* **Trecho do documento**:
-.-.-
📜 A Escritura e o Mito da Universalidade
I. Introdução
📝Poucos livros exerceram tanta influência cultural e política quanto a Escritura. Aclamada como “a palavra universal de Deus”, orientou impérios, inspirou reformas e moldou sistemas jurídicos inteiros. Contudo, essa pretensão de universalidade não resiste a um exame empírico: o texto ignora a vasta maioria dos povos da Terra. Povos asiáticos, africanos, indígenas americanos e da Oceania aparecem como sombras exóticas em suas páginas.
🔎Essa lacuna não é um pormenor: é evidência. Indica que a Escritura não é um manual divino dirigido a toda a humanidade, mas sim um documento histórico local — redigido por uma comunidade específica, em um tempo determinado, para dar resposta a problemas concretos. O que se seguiu foi a transformação de um livro étnico em dogma global.
II. O Documento Local e Suas Fronteiras Históricas
📚A Escritura nasceu de processos humanos, não de desígnios cósmicos. Composta em hebraico, aramaico e grego, entre cerca de 1200 a.C. e 100 d.C., ela espelha disputas internas do antigo Oriente Próximo e do Mediterrâneo romano. Sua canonização — a seleção dos textos “inspirados” — foi uma deliberação institucional, não um ato celestial.
⚖️Os concílios que definiram o que seria ou não “Palavra de Deus” funcionaram como verdadeiros tribunais de edição sagrada. E, como todo tribunal, eram formados por homens com convicções, interesses e alianças. Nada, portanto, de espontâneo ou universal.
🗺️Analisada como documento histórico, a Escritura revela-se um arquivo etnocêntrico, centrado em genealogias, leis e conflitos de um pequeno grupo semita e, depois, de comunidades cristãs greco-romanas. A maioria das culturas humanas não apenas não participou da redação — sequer estava no horizonte mental de seus autores.
III. A Pretensão Filosófica de Universalidade
💭A ideia de “universalidade” da Escritura é uma construção filosófico-teológica posterior. O problema não é reconhecer o texto como experiência espiritual; é confundir alcance simbólico com soberania ontológica.
📜Um escrito pode conter arquétipos humanos — culpa, redenção, morte, justiça — e ainda assim permanecer localizado. O mito de Édipo, o Bhagavad Gita, o Popol Vuh e o Tao Te Ching tratam das mesmas questões sem jamais reivindicar exclusividade divina sobre o planeta.
-.-.-
* **Linhas de dados**:

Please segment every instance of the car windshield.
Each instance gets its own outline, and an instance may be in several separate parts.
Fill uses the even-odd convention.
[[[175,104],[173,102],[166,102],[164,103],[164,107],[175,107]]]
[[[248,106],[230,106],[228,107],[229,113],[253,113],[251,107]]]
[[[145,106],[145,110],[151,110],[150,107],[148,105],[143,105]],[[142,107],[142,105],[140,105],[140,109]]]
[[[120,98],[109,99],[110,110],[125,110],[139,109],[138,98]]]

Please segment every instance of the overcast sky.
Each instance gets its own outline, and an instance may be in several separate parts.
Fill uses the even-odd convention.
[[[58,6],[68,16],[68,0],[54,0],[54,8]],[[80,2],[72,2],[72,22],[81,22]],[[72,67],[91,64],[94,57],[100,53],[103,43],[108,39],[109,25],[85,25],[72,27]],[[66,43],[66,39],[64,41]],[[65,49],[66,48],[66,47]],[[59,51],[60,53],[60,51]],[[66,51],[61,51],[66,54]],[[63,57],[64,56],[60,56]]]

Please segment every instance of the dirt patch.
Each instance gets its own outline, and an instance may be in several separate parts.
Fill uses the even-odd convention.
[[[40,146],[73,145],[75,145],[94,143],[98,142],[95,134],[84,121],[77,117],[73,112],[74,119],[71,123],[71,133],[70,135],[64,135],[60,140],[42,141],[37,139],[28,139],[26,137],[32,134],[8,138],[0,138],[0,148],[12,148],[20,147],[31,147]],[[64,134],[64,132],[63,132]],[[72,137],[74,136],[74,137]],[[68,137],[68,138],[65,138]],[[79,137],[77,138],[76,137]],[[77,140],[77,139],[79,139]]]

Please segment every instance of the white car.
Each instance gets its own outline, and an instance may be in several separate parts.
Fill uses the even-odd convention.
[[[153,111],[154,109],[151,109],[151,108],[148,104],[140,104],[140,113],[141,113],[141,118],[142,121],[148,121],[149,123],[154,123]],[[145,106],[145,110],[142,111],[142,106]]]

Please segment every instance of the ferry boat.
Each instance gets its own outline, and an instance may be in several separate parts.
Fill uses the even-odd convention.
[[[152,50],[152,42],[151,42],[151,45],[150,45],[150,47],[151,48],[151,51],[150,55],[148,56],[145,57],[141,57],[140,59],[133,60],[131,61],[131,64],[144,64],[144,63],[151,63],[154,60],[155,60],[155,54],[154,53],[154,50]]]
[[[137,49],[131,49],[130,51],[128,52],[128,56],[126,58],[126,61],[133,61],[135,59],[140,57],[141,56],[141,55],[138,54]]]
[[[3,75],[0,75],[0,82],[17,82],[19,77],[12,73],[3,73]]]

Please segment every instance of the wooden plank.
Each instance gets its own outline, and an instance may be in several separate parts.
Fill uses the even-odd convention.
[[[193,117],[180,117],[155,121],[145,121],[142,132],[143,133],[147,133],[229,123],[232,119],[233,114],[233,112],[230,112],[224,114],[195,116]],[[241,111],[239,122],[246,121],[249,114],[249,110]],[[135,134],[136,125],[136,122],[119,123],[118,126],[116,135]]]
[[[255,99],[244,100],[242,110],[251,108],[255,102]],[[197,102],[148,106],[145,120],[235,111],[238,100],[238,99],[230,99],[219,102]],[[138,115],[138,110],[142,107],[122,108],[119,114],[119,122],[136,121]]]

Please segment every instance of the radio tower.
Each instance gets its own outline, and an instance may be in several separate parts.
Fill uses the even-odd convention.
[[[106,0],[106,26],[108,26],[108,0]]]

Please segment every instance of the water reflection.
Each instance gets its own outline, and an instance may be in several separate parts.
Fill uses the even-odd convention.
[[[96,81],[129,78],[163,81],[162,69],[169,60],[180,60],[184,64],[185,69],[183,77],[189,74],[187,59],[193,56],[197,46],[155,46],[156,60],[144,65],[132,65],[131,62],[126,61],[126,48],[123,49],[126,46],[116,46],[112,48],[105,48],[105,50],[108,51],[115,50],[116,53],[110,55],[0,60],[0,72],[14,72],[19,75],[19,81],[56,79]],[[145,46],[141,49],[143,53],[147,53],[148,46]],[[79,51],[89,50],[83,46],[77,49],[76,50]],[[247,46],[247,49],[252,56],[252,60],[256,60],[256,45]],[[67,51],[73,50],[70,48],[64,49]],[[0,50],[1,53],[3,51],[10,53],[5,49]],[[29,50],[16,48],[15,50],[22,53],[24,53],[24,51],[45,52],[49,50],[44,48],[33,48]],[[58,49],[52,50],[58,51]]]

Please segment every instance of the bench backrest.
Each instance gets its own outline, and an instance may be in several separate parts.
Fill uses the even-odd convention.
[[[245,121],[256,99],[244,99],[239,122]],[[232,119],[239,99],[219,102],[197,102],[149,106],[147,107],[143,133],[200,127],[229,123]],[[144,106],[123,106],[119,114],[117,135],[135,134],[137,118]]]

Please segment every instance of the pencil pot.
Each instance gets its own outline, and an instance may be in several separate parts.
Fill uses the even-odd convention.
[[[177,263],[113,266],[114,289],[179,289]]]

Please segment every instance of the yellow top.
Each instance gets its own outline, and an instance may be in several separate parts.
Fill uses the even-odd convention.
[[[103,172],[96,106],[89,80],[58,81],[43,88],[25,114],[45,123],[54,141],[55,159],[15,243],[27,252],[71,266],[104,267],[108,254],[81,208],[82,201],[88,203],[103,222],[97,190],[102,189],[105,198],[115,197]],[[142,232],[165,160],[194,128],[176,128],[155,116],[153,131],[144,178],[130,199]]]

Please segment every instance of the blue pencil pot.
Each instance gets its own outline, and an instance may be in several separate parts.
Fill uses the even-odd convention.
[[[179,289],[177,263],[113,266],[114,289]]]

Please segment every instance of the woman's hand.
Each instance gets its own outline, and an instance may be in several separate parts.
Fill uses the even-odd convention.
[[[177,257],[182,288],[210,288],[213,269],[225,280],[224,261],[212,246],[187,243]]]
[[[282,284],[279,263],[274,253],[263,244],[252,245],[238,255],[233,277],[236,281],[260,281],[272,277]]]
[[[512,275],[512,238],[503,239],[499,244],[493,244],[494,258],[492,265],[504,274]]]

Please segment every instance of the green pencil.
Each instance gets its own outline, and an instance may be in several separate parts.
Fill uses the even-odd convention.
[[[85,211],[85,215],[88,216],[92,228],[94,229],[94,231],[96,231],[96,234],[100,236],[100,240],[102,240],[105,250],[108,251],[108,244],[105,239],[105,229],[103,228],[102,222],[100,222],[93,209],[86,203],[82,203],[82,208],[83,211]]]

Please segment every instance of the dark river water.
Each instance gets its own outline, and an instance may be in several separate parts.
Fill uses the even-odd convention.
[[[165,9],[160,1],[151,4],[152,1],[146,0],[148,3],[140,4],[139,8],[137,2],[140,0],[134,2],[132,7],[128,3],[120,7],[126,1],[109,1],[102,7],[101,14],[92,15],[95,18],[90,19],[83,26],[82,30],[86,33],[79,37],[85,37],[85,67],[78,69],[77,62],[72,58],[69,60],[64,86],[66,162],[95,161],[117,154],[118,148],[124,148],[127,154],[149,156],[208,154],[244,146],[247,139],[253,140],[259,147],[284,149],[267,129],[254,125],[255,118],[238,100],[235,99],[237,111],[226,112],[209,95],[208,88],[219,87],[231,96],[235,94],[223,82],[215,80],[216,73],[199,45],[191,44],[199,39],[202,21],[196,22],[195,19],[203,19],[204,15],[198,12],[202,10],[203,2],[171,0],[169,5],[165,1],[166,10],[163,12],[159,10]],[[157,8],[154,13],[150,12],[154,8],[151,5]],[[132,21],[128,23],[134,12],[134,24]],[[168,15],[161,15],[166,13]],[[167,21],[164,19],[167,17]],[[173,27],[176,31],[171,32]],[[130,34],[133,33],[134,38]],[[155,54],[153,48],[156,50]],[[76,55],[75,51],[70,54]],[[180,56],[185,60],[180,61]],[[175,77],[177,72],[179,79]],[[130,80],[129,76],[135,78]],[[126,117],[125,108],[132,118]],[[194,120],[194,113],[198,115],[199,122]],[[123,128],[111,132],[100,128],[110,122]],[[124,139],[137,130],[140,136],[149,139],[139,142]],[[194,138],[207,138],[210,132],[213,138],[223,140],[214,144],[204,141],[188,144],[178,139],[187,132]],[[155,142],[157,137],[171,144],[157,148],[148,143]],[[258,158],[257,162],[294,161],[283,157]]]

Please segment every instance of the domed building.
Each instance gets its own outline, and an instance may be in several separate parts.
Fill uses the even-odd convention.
-.-.-
Pode duplicar fielmente, do trecho sobre a Escritura, tudo o que vai de "II. O Documento" até "um ato celestial.", incluindo essas palavras? As linhas não têm relação com o trecho.

* **Solução**:
II. O Documento Local e Suas Fronteiras Históricas
📚A Escritura nasceu de processos humanos, não de desígnios cósmicos. Composta em hebraico, aramaico e grego, entre cerca de 1200 a.C. e 100 d.C., ela espelha disputas internas do antigo Oriente Próximo e do Mediterrâneo romano. Sua canonização — a seleção dos textos “inspirados” — foi uma deliberação institucional, não um ato celestial.